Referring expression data
====

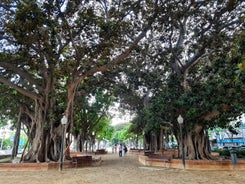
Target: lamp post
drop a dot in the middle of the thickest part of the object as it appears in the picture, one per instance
(181, 121)
(63, 123)
(93, 140)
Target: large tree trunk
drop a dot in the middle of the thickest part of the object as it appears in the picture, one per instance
(196, 144)
(16, 137)
(46, 140)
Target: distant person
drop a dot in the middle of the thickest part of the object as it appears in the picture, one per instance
(120, 148)
(115, 148)
(125, 149)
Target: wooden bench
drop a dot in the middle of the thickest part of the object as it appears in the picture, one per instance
(100, 151)
(160, 158)
(82, 161)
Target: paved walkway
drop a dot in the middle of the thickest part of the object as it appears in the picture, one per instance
(123, 170)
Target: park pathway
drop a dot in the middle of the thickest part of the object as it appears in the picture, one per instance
(123, 170)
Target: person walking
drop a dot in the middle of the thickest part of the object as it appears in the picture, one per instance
(125, 149)
(120, 148)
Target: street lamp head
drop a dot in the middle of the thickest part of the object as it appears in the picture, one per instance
(64, 120)
(180, 120)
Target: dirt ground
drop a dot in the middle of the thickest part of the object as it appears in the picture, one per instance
(123, 170)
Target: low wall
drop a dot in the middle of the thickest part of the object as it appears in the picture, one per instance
(33, 166)
(193, 164)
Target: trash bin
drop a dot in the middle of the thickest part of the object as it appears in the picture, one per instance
(233, 157)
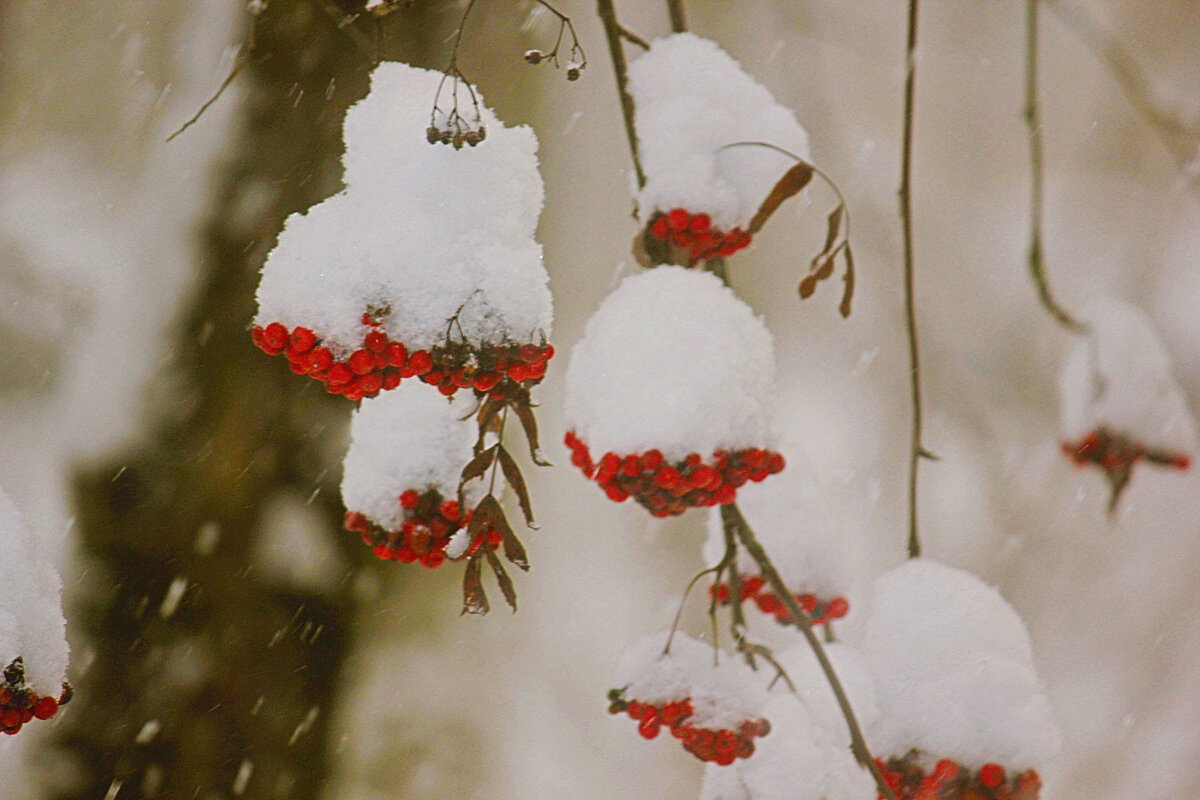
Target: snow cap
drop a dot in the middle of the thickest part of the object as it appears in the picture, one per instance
(432, 241)
(1117, 376)
(814, 549)
(693, 100)
(31, 624)
(954, 673)
(409, 438)
(673, 360)
(724, 695)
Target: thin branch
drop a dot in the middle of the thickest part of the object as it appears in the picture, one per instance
(678, 22)
(916, 450)
(1180, 138)
(1037, 266)
(731, 516)
(247, 48)
(621, 70)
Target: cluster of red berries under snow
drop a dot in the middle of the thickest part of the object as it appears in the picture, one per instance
(694, 101)
(388, 280)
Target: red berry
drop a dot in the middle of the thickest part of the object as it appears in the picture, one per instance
(991, 775)
(678, 220)
(361, 362)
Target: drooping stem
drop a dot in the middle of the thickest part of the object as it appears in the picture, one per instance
(1037, 266)
(678, 22)
(621, 71)
(916, 450)
(732, 518)
(1180, 138)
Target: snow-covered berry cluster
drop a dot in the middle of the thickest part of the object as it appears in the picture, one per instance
(381, 364)
(948, 780)
(430, 523)
(753, 588)
(678, 236)
(19, 703)
(669, 488)
(720, 746)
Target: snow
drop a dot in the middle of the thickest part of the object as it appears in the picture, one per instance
(31, 624)
(1119, 376)
(672, 359)
(798, 761)
(423, 234)
(814, 549)
(954, 672)
(724, 695)
(409, 438)
(693, 100)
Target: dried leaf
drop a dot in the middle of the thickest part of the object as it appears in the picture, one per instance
(502, 577)
(513, 475)
(474, 599)
(792, 181)
(847, 294)
(529, 422)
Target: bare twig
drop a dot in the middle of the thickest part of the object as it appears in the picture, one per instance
(731, 516)
(247, 48)
(916, 450)
(1180, 138)
(678, 22)
(621, 70)
(1037, 266)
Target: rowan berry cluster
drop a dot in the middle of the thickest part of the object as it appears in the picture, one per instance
(721, 746)
(949, 781)
(691, 238)
(751, 588)
(669, 488)
(1114, 452)
(430, 521)
(499, 371)
(19, 703)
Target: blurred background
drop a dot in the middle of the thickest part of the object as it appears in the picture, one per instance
(231, 639)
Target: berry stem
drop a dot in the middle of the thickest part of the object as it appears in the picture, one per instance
(916, 450)
(1037, 268)
(621, 71)
(732, 519)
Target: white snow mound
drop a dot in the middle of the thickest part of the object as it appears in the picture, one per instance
(1119, 376)
(723, 696)
(672, 359)
(954, 673)
(423, 234)
(693, 100)
(31, 624)
(409, 438)
(798, 761)
(814, 549)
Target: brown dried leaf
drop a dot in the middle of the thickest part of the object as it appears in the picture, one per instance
(502, 577)
(529, 422)
(474, 599)
(513, 475)
(792, 181)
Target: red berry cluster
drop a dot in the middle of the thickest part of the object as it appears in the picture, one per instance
(1114, 452)
(721, 746)
(949, 781)
(753, 585)
(19, 703)
(667, 488)
(430, 521)
(501, 371)
(693, 238)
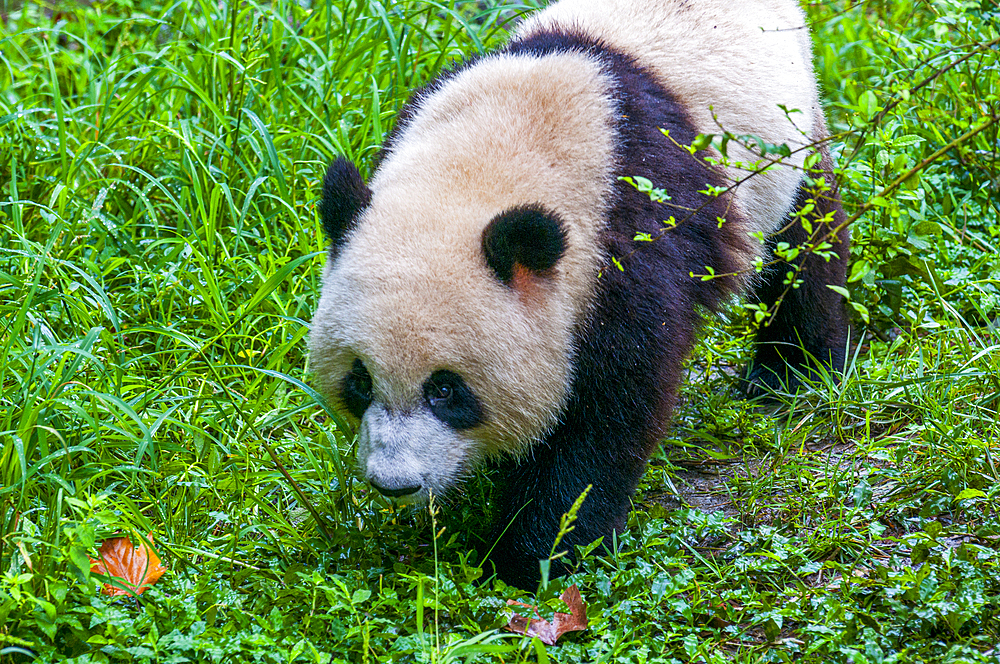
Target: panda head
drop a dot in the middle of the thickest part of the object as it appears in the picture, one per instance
(459, 276)
(444, 341)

====

Work order:
The answer is the lines above, word for word, from the first one through the one containing "Target: low wall"; it includes no pictures.

Task result:
Target: lamp post
drop a dot in the middle of the thickest part of the object as it appears in the picture, one per instance
(181, 121)
(63, 123)
(93, 140)
Target: large tree trunk
drop a dot in the middle of the thickest part of the object as it appears in the picture, one per instance
(196, 144)
(16, 137)
(46, 140)
Target: distant person
drop a dot in the middle of the thickest part of the object as it appears in the picture, one per instance
(120, 148)
(115, 148)
(125, 149)
Target: wooden bench
drop a dot in the middle of the thickest part of the object as it appears in the picture, one per instance
(100, 151)
(160, 158)
(82, 161)
Target: paved walkway
drop a dot in the middle of the thickest part of the object as it appears in the picture, one per instance
(123, 170)
Target: park pathway
drop a dot in the middle of the thickest part of the object as it appears in the picture, one per instance
(123, 170)
Target: person walking
drop a dot in the middle of the thickest part of the object as it appears in the picture, one per instance
(125, 149)
(120, 148)
Target: street lamp head
drop a dot in the middle of the thickest part of the object as it appears in the picture, one per instance
(64, 120)
(180, 120)
Target: dirt ground
drop a dot in the middle of the thickest part of the object as it appears in the picture, one per instance
(123, 170)
Target: low wall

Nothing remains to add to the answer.